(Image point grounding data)
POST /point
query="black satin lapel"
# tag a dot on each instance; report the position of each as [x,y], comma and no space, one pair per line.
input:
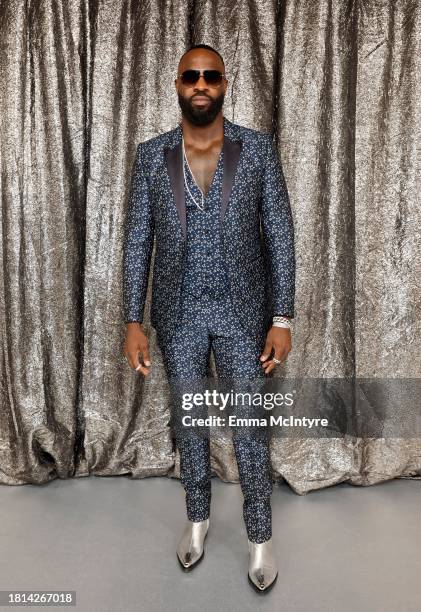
[232,150]
[174,161]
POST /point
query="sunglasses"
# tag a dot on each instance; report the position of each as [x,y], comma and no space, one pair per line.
[212,77]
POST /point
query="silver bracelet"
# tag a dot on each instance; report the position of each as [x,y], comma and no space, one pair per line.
[279,321]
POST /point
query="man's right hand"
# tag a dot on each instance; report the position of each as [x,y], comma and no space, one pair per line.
[136,347]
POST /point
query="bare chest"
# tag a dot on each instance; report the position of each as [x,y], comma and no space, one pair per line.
[203,164]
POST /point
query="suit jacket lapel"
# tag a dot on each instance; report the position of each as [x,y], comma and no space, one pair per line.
[174,162]
[232,150]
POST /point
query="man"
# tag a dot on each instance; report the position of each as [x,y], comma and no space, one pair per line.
[213,195]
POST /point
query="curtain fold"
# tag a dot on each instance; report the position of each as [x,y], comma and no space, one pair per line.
[81,84]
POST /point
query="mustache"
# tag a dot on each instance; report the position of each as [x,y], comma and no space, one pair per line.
[201,96]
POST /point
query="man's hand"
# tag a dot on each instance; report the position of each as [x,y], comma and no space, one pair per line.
[278,339]
[136,345]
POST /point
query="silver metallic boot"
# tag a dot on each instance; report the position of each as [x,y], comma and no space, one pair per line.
[262,571]
[190,547]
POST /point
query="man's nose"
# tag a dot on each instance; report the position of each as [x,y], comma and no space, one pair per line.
[201,83]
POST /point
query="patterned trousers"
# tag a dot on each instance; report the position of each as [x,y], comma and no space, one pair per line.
[207,324]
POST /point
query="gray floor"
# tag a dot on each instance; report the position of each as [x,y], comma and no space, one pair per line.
[113,541]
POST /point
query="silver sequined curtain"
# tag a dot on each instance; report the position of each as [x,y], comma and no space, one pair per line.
[82,82]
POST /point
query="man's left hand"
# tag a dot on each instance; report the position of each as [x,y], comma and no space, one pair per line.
[278,339]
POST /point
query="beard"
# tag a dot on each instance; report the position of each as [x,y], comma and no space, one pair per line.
[198,115]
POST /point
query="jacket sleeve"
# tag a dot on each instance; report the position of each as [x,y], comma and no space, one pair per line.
[138,243]
[278,233]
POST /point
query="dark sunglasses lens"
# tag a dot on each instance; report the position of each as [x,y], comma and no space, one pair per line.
[190,77]
[213,77]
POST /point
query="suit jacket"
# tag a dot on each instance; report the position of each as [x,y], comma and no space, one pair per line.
[256,229]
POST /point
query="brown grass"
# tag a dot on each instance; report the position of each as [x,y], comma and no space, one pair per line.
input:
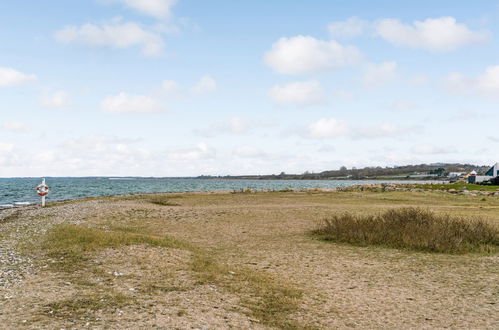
[412,228]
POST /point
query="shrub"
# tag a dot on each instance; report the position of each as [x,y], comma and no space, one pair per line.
[411,228]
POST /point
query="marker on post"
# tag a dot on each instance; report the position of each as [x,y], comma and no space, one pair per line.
[42,190]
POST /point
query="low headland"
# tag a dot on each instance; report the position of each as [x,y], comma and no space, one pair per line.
[369,256]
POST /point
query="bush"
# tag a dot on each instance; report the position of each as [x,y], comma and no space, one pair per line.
[411,228]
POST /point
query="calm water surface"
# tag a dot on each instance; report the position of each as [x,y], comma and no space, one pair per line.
[14,190]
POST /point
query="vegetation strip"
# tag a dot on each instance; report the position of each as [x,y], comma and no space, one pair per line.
[412,228]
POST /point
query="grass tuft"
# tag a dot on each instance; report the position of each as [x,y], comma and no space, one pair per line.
[86,305]
[412,228]
[70,245]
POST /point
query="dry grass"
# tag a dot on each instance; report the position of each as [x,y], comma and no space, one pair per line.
[268,300]
[163,201]
[412,228]
[243,261]
[71,245]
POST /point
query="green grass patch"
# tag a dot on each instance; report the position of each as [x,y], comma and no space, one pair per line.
[412,228]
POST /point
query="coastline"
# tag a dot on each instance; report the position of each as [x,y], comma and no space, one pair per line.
[224,249]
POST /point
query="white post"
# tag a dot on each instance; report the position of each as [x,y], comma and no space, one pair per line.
[43,197]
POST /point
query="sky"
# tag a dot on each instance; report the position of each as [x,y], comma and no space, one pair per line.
[187,88]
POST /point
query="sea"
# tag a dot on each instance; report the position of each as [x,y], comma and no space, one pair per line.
[21,191]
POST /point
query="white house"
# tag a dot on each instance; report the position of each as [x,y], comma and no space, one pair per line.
[490,174]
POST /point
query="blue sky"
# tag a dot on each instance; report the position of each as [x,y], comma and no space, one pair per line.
[176,88]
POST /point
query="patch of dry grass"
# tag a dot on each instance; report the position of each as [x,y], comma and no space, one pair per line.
[412,228]
[268,300]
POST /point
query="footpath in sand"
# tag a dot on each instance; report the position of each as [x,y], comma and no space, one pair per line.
[240,260]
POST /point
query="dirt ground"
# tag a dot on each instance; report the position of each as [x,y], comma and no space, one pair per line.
[263,250]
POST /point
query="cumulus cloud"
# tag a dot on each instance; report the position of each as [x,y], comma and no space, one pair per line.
[126,103]
[328,128]
[170,86]
[113,35]
[345,95]
[334,128]
[378,74]
[235,125]
[59,99]
[403,105]
[428,149]
[200,152]
[298,93]
[352,27]
[14,126]
[433,34]
[11,77]
[249,152]
[204,85]
[155,8]
[486,84]
[305,54]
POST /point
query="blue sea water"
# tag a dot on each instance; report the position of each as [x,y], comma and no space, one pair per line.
[18,190]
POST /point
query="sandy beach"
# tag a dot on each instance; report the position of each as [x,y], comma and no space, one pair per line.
[237,260]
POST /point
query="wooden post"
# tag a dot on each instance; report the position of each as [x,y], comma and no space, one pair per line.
[43,197]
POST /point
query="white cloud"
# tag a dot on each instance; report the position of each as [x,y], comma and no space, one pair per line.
[249,152]
[378,74]
[328,128]
[6,147]
[333,128]
[125,103]
[305,54]
[170,86]
[206,84]
[345,95]
[434,34]
[350,28]
[298,93]
[155,8]
[59,99]
[428,149]
[403,105]
[11,77]
[201,151]
[486,84]
[14,126]
[113,35]
[235,125]
[379,131]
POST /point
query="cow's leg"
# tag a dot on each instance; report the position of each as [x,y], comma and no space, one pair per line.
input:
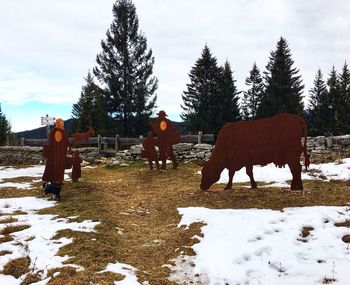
[230,177]
[249,171]
[295,168]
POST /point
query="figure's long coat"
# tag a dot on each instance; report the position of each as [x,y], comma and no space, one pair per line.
[166,137]
[76,170]
[55,152]
[247,143]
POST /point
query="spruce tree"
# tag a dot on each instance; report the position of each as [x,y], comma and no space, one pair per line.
[125,68]
[252,97]
[90,110]
[230,107]
[211,98]
[343,101]
[318,106]
[283,85]
[5,128]
[332,112]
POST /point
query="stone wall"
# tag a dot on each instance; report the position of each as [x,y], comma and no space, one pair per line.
[317,147]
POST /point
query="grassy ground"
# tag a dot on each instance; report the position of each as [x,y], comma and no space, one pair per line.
[138,213]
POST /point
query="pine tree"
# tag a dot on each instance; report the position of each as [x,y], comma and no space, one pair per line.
[90,110]
[211,97]
[125,68]
[318,106]
[283,85]
[343,102]
[5,128]
[230,107]
[252,97]
[332,113]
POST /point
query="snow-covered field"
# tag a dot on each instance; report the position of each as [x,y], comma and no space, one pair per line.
[36,241]
[251,246]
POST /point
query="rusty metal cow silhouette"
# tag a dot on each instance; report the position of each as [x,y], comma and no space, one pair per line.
[247,143]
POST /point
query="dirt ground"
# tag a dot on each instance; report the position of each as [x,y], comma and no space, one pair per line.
[138,212]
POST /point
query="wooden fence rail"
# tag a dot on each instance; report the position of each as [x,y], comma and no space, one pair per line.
[118,142]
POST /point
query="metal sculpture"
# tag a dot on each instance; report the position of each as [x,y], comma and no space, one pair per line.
[76,170]
[167,136]
[244,144]
[149,146]
[55,152]
[78,137]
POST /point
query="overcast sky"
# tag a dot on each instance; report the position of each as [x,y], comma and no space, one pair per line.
[48,46]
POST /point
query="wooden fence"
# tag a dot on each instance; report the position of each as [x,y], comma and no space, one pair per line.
[119,142]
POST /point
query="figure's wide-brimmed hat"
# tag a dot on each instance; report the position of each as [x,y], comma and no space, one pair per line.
[162,114]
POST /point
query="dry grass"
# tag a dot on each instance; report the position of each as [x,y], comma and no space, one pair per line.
[4,252]
[17,267]
[139,217]
[13,228]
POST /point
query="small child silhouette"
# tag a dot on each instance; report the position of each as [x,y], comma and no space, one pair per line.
[76,171]
[149,145]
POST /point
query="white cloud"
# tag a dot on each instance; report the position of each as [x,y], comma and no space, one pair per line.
[48,45]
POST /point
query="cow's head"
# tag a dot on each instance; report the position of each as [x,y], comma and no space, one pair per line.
[210,174]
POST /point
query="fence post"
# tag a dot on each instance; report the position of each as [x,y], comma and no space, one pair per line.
[199,137]
[99,143]
[116,144]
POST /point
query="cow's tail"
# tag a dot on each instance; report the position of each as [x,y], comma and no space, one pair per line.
[306,155]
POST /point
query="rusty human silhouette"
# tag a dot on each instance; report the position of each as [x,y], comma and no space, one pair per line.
[149,145]
[167,136]
[247,143]
[76,170]
[55,152]
[79,137]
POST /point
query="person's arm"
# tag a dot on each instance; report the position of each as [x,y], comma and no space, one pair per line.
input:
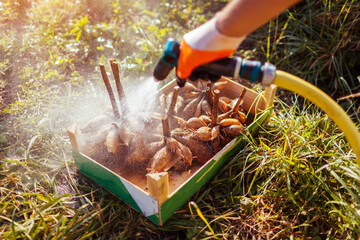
[241,17]
[220,36]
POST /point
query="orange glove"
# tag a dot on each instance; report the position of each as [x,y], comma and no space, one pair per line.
[203,45]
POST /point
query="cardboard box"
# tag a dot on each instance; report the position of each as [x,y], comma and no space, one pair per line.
[157,196]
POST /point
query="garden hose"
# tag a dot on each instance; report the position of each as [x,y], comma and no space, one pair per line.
[265,74]
[325,103]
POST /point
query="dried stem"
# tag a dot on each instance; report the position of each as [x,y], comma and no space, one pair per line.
[166,126]
[209,94]
[109,89]
[238,102]
[119,87]
[215,108]
[173,100]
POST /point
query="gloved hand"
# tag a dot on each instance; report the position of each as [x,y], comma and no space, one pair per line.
[203,45]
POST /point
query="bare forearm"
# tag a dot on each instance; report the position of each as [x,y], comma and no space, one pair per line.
[241,17]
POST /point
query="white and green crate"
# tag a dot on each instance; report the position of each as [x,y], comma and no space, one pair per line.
[159,201]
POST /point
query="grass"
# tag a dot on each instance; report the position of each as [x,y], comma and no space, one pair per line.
[298,179]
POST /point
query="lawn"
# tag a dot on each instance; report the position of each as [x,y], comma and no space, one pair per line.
[297,179]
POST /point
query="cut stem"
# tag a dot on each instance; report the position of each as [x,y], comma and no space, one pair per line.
[173,100]
[166,126]
[109,90]
[119,87]
[238,102]
[215,108]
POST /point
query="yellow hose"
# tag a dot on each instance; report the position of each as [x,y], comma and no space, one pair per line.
[324,102]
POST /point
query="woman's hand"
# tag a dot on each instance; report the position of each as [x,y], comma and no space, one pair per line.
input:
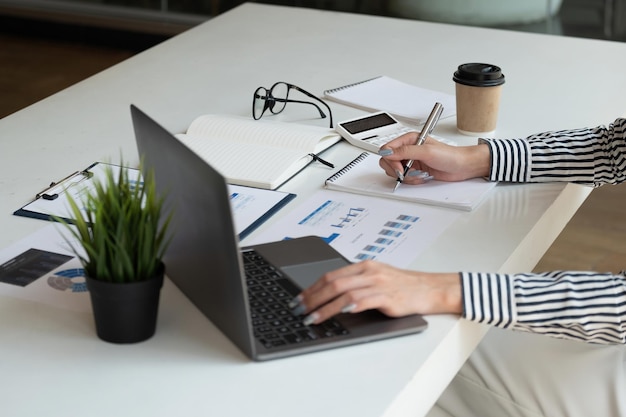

WHAT NEEDS TO BE DONE -> The lines above that hold the word "silhouette" should be found and copied out.

TASK SOLUTION ->
query="rusty metal cow silhouette"
query="small child silhouette"
query="rusty human silhouette"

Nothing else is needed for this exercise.